▸ **EXERCISE BRIEF**
How many lines in the rows below contain the word "bottle"? Give only the number.

▸ **RECORDS FOR PROCESSING**
◇ ◇ ◇ ◇ ◇

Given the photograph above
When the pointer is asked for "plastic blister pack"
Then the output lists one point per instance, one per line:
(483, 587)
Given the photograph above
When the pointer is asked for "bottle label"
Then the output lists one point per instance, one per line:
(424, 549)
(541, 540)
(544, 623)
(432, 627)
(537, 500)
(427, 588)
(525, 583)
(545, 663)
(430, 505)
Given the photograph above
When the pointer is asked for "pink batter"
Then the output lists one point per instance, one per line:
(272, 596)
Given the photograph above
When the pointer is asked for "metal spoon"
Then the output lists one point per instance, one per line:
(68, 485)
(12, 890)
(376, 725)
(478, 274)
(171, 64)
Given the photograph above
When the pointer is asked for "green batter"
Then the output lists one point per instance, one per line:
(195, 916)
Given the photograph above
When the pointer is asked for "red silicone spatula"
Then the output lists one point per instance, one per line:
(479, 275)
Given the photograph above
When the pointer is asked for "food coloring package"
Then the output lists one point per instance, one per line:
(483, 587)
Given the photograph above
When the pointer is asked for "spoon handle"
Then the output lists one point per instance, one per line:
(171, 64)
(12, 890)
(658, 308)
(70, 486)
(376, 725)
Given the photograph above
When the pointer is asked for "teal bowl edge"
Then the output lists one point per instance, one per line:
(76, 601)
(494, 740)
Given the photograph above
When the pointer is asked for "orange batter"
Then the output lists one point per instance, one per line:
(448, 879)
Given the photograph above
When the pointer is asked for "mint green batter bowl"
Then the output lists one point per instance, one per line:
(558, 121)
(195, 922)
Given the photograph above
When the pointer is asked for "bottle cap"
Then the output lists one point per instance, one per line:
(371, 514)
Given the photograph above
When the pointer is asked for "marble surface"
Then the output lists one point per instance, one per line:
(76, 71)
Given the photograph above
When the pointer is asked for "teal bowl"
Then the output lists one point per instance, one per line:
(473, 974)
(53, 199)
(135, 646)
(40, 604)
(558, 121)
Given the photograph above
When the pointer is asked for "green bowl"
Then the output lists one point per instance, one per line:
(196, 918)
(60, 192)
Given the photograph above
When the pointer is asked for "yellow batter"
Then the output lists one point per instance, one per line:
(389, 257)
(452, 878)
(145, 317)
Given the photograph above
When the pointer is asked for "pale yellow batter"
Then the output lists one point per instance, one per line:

◇ ◇ ◇ ◇ ◇

▸ **SOLUTION TO THIS TASK**
2